Wandle die Zeilen aller folgenden Einträge in eine nummerierte Liste um und lass Leerzeilen weg. Die Bilder kommen in der Antwort nicht vor.
____________
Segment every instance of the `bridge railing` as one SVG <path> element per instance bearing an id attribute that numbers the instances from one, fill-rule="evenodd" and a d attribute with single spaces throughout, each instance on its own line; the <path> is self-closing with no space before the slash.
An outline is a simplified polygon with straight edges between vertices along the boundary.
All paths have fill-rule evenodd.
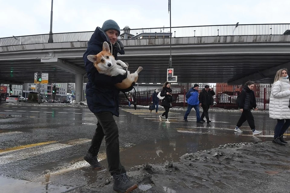
<path id="1" fill-rule="evenodd" d="M 289 30 L 290 24 L 200 26 L 172 27 L 171 35 L 172 38 L 290 35 Z M 168 38 L 170 36 L 170 32 L 169 27 L 122 30 L 119 39 Z M 88 41 L 93 33 L 87 31 L 57 33 L 0 38 L 0 46 L 52 42 Z"/>

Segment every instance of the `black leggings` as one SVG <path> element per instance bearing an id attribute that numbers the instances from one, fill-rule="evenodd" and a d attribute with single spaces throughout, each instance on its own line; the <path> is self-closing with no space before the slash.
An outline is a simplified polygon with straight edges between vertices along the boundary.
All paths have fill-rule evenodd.
<path id="1" fill-rule="evenodd" d="M 165 111 L 162 113 L 162 115 L 161 116 L 163 117 L 165 115 L 165 119 L 167 119 L 168 118 L 168 112 L 169 112 L 169 109 L 170 108 L 168 106 L 163 106 L 163 107 L 164 107 L 164 109 L 165 109 Z"/>

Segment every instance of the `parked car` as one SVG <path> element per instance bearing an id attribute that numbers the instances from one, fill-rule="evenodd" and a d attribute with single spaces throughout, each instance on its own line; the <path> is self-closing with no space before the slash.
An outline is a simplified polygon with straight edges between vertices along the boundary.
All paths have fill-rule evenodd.
<path id="1" fill-rule="evenodd" d="M 6 103 L 18 103 L 19 102 L 25 102 L 25 98 L 20 95 L 10 95 L 6 98 Z"/>

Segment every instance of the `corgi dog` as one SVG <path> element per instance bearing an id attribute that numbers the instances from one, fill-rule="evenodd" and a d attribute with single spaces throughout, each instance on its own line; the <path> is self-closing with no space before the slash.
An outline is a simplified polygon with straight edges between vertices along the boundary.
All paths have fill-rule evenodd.
<path id="1" fill-rule="evenodd" d="M 121 60 L 115 60 L 115 57 L 110 52 L 109 44 L 106 42 L 103 44 L 103 50 L 97 55 L 89 55 L 88 59 L 94 63 L 95 66 L 99 73 L 115 76 L 118 74 L 125 74 L 127 72 L 127 78 L 121 83 L 115 85 L 120 89 L 124 89 L 130 87 L 132 84 L 136 83 L 138 78 L 139 73 L 143 68 L 140 66 L 136 72 L 130 74 L 128 71 L 127 63 Z"/>

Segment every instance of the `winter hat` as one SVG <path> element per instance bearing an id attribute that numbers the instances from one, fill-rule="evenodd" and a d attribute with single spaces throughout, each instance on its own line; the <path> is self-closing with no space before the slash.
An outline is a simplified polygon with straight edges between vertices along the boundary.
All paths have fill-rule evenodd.
<path id="1" fill-rule="evenodd" d="M 116 21 L 111 19 L 109 19 L 106 21 L 103 24 L 102 26 L 102 29 L 104 31 L 106 31 L 109 30 L 115 30 L 119 32 L 120 35 L 121 32 L 120 31 L 120 27 Z"/>

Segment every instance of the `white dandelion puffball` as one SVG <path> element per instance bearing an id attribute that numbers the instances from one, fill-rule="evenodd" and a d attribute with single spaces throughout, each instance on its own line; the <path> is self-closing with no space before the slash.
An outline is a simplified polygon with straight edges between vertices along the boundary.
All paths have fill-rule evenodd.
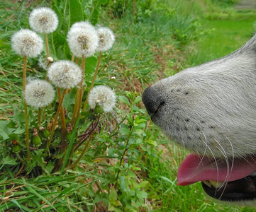
<path id="1" fill-rule="evenodd" d="M 57 87 L 70 89 L 77 86 L 81 81 L 82 70 L 71 61 L 60 60 L 50 66 L 48 76 Z"/>
<path id="2" fill-rule="evenodd" d="M 16 33 L 11 39 L 11 48 L 17 54 L 27 57 L 35 57 L 43 50 L 43 42 L 35 32 L 22 29 Z"/>
<path id="3" fill-rule="evenodd" d="M 97 28 L 97 33 L 99 36 L 99 46 L 98 51 L 107 51 L 111 49 L 115 42 L 115 35 L 112 30 L 106 27 Z"/>
<path id="4" fill-rule="evenodd" d="M 26 85 L 23 95 L 28 105 L 38 108 L 45 107 L 52 102 L 55 90 L 48 81 L 35 79 Z"/>
<path id="5" fill-rule="evenodd" d="M 99 45 L 99 37 L 94 27 L 88 22 L 74 23 L 67 33 L 67 40 L 71 52 L 76 57 L 91 57 Z"/>
<path id="6" fill-rule="evenodd" d="M 50 8 L 40 7 L 32 11 L 28 22 L 35 32 L 48 34 L 56 30 L 59 20 L 55 12 Z"/>
<path id="7" fill-rule="evenodd" d="M 88 97 L 89 105 L 93 109 L 98 104 L 105 112 L 111 112 L 115 107 L 115 92 L 108 86 L 98 86 L 91 89 Z"/>

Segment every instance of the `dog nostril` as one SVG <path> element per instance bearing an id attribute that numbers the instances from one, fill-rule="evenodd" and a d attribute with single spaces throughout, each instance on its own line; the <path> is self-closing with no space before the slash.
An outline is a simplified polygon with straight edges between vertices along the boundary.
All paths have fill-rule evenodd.
<path id="1" fill-rule="evenodd" d="M 143 102 L 150 115 L 157 111 L 160 106 L 165 104 L 163 98 L 152 87 L 148 87 L 143 94 Z"/>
____________
Lösung.
1. Segment every instance of the `bridge railing` as one SVG <path> element per instance bearing an id attribute that numbers the instances from one, fill-rule="evenodd" and a d attribute with single spaces throughout, each instance on its own line; the <path> is self-closing with no space before the slash.
2. An outline is a simplified polygon with straight edges between vertices along the boundary.
3. All paths have fill-rule evenodd.
4. <path id="1" fill-rule="evenodd" d="M 289 30 L 290 24 L 200 26 L 172 27 L 171 35 L 172 38 L 290 35 Z M 168 38 L 170 36 L 170 32 L 169 27 L 122 30 L 119 39 Z M 88 41 L 93 33 L 87 31 L 57 33 L 0 38 L 0 46 L 52 42 Z"/>
5. Segment every instance of the `black leggings` as one SVG <path> element per instance bearing an id attribute that numbers the instances from one, fill-rule="evenodd" and a d attribute with single spaces throughout, each instance on its own line; the <path> is self-closing with no space before the slash.
6. An outline is a simplified polygon with straight edges between vertices along the boundary.
7. All paths have fill-rule evenodd.
8. <path id="1" fill-rule="evenodd" d="M 165 111 L 162 113 L 162 115 L 161 116 L 163 117 L 165 115 L 165 119 L 167 119 L 168 118 L 168 112 L 169 112 L 169 109 L 170 108 L 168 106 L 163 106 L 163 107 L 164 107 L 164 109 L 165 109 Z"/>
9. Segment every instance of the `parked car` as one SVG <path> element per instance bearing an id attribute that numbers the instances from one, fill-rule="evenodd" and a d attribute with single spaces throughout, each instance on its own line; the <path> is self-closing with no space before the slash.
10. An outline is a simplified polygon with straight edges between vertices along the boundary.
11. All paths have fill-rule evenodd.
12. <path id="1" fill-rule="evenodd" d="M 6 103 L 18 103 L 19 102 L 25 102 L 25 98 L 20 95 L 10 95 L 6 98 Z"/>
13. Segment every instance of the `corgi dog` as one SVG <path> element per instance bearing an id attribute that numbers the instances from one, fill-rule="evenodd" and a d attribute with single spaces throughout, each instance on its own line; the <path> is self-closing with no space before the slash.
14. An outline is a simplified polygon with straight edges between vertices along the boundary.
15. All paths have fill-rule evenodd.
16. <path id="1" fill-rule="evenodd" d="M 121 60 L 115 60 L 115 57 L 110 52 L 109 44 L 106 42 L 103 44 L 103 50 L 97 55 L 89 55 L 88 59 L 94 63 L 95 66 L 99 73 L 115 76 L 118 74 L 125 74 L 127 72 L 127 78 L 121 83 L 115 85 L 120 89 L 124 89 L 130 87 L 132 84 L 136 83 L 138 78 L 139 73 L 143 68 L 140 66 L 136 72 L 130 74 L 128 71 L 127 63 Z"/>
17. Segment every instance of the `winter hat` as one SVG <path> element per instance bearing an id attribute that numbers the instances from one, fill-rule="evenodd" and a d attribute with single spaces throughout, each instance on its own line; the <path> is self-closing with no space before the slash.
18. An outline is a simplified polygon with straight edges between vertices along the boundary.
19. All paths have fill-rule evenodd.
20. <path id="1" fill-rule="evenodd" d="M 116 21 L 111 19 L 109 19 L 106 21 L 103 24 L 102 26 L 102 29 L 104 31 L 106 31 L 109 30 L 115 30 L 119 32 L 120 35 L 121 32 L 120 31 L 120 27 Z"/>
21. Segment every instance of the `white dandelion puffball` as one SVG <path> element per instance bearing an id attribute that numbers the instances from one, fill-rule="evenodd" and a d attribute with single spaces throughout, each instance on its own line; the <path> is self-closing with no space before the slash.
22. An outline is a simplified polygon with straight edges between vertices along the boundary.
23. All paths have fill-rule evenodd.
24. <path id="1" fill-rule="evenodd" d="M 57 87 L 70 89 L 77 86 L 81 81 L 82 70 L 71 61 L 60 60 L 50 66 L 48 76 Z"/>
25. <path id="2" fill-rule="evenodd" d="M 16 33 L 11 39 L 11 48 L 17 54 L 27 57 L 35 57 L 43 50 L 43 42 L 35 32 L 22 29 Z"/>
26. <path id="3" fill-rule="evenodd" d="M 97 28 L 97 33 L 99 36 L 99 46 L 98 51 L 107 51 L 111 49 L 115 42 L 115 35 L 112 30 L 106 27 Z"/>
27. <path id="4" fill-rule="evenodd" d="M 26 85 L 23 95 L 28 105 L 38 108 L 45 107 L 52 102 L 55 90 L 48 81 L 35 79 Z"/>
28. <path id="5" fill-rule="evenodd" d="M 99 45 L 99 37 L 94 27 L 88 22 L 74 23 L 67 33 L 67 40 L 71 52 L 76 57 L 91 57 Z"/>
29. <path id="6" fill-rule="evenodd" d="M 50 8 L 40 7 L 32 11 L 28 22 L 35 32 L 48 34 L 56 30 L 59 20 L 55 12 Z"/>
30. <path id="7" fill-rule="evenodd" d="M 88 97 L 89 105 L 93 109 L 98 104 L 105 112 L 111 112 L 115 107 L 115 92 L 108 86 L 98 86 L 91 89 Z"/>
31. Segment every instance of the `dog nostril` as one SVG <path> element per instance bearing an id attribute that numbers the instances from one, fill-rule="evenodd" and a d attribute with single spaces throughout, each instance on its own line; the <path> is self-closing with no space before the slash.
32. An outline is a simplified polygon with straight edges between vertices along the boundary.
33. All paths have fill-rule evenodd.
34. <path id="1" fill-rule="evenodd" d="M 143 102 L 150 115 L 157 111 L 160 106 L 165 104 L 163 98 L 152 87 L 148 87 L 143 94 Z"/>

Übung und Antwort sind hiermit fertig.